BEGIN Data section

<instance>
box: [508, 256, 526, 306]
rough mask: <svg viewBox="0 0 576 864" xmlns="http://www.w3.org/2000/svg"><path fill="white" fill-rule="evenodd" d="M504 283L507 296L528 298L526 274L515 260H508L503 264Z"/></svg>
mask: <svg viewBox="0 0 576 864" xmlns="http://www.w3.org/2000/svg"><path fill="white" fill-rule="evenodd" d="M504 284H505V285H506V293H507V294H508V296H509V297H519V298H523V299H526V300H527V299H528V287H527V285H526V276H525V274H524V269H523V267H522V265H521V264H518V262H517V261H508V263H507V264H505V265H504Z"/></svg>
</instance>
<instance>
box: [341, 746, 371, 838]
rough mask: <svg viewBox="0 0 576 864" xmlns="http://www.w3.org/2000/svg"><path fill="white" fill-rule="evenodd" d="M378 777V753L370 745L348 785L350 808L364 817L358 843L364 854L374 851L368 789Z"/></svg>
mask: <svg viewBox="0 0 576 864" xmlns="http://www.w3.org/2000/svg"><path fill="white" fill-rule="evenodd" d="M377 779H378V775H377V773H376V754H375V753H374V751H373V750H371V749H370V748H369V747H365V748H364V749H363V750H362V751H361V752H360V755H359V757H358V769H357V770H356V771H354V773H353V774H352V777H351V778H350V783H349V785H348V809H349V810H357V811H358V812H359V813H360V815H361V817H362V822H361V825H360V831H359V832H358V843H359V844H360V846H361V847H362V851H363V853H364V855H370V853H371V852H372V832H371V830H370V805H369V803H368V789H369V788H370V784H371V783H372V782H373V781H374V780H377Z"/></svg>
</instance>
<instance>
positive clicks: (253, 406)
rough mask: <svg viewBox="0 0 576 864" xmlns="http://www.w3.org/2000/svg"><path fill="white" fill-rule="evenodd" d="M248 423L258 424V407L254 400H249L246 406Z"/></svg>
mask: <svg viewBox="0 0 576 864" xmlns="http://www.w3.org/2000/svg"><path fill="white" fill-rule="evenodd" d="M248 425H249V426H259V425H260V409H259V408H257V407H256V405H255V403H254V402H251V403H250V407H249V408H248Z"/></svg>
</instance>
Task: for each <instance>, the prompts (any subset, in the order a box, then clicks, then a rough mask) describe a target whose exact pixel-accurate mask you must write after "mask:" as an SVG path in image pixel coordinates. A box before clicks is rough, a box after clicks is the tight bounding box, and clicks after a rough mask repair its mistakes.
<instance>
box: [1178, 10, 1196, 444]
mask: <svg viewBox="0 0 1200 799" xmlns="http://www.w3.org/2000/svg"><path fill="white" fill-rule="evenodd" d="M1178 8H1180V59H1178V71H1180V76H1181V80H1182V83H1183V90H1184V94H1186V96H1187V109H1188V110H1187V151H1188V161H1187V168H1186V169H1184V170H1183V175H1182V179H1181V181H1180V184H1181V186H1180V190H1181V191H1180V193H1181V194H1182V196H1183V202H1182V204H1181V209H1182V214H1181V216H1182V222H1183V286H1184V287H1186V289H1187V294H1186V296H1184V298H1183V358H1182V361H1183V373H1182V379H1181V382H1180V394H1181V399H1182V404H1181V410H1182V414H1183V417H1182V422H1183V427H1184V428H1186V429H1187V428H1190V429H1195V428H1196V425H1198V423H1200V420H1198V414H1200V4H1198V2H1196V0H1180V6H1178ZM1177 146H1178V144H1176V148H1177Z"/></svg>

END Data section

> **Work task**
Copy down the complete data exactly as supplied.

> **Output for this task**
<instance>
box: [508, 256, 526, 306]
rough mask: <svg viewBox="0 0 576 864" xmlns="http://www.w3.org/2000/svg"><path fill="white" fill-rule="evenodd" d="M504 283L507 296L528 298L526 274L515 260H508L503 264Z"/></svg>
mask: <svg viewBox="0 0 576 864" xmlns="http://www.w3.org/2000/svg"><path fill="white" fill-rule="evenodd" d="M504 284H505V285H506V293H507V294H508V296H509V297H519V298H523V299H526V300H527V299H528V287H527V285H526V276H525V274H524V269H523V267H522V265H521V264H518V262H517V261H508V263H507V264H505V265H504Z"/></svg>
</instance>
<instance>
box: [341, 746, 371, 838]
rough mask: <svg viewBox="0 0 576 864" xmlns="http://www.w3.org/2000/svg"><path fill="white" fill-rule="evenodd" d="M378 777V753L370 745L348 785L350 808L364 817L358 843L364 854L374 851L368 789Z"/></svg>
mask: <svg viewBox="0 0 576 864" xmlns="http://www.w3.org/2000/svg"><path fill="white" fill-rule="evenodd" d="M377 779H378V775H377V773H376V754H375V753H374V751H373V750H371V749H370V748H369V747H365V748H364V749H363V750H362V751H361V752H360V755H359V757H358V769H357V770H356V771H354V773H353V774H352V777H351V778H350V783H349V785H348V809H349V810H357V811H358V812H359V813H360V815H361V817H362V822H361V825H360V831H359V832H358V843H359V844H360V846H361V847H362V851H363V853H364V855H370V853H371V852H372V832H371V830H370V805H369V803H368V789H369V788H370V784H371V783H372V782H373V781H374V780H377Z"/></svg>
</instance>
<instance>
positive clicks: (253, 406)
rough mask: <svg viewBox="0 0 576 864" xmlns="http://www.w3.org/2000/svg"><path fill="white" fill-rule="evenodd" d="M248 423L258 424V407L254 400H249L246 406Z"/></svg>
mask: <svg viewBox="0 0 576 864" xmlns="http://www.w3.org/2000/svg"><path fill="white" fill-rule="evenodd" d="M248 425H249V426H259V425H260V409H259V408H257V407H256V405H255V403H254V402H251V403H250V407H249V408H248Z"/></svg>
</instance>
Task: for each <instance>, the prompts (any subset, in the order a box, then clicks, then a rough mask) describe a target whose exact pixel-accurate mask you must write after "mask:" as an SVG path in image pixel coordinates. A box before clicks is rough, a box after clicks is the tight bounding box, and clicks after a rough mask repair its mistakes.
<instance>
box: [1178, 10, 1196, 444]
mask: <svg viewBox="0 0 1200 799" xmlns="http://www.w3.org/2000/svg"><path fill="white" fill-rule="evenodd" d="M1178 8H1180V59H1178V71H1180V76H1181V80H1182V83H1183V90H1184V94H1186V96H1187V109H1188V110H1187V151H1188V161H1187V168H1186V169H1184V170H1183V175H1182V179H1181V181H1180V184H1181V186H1180V190H1181V191H1180V193H1181V194H1182V196H1183V202H1182V204H1181V209H1182V214H1181V216H1182V222H1183V286H1184V287H1186V289H1187V294H1186V296H1184V298H1183V358H1182V361H1183V373H1182V379H1181V382H1180V394H1181V399H1182V404H1181V410H1182V414H1183V417H1182V422H1183V427H1184V428H1186V429H1187V428H1190V429H1195V428H1196V425H1198V423H1200V420H1198V414H1200V4H1198V2H1196V0H1180V6H1178ZM1177 146H1178V144H1176V148H1177Z"/></svg>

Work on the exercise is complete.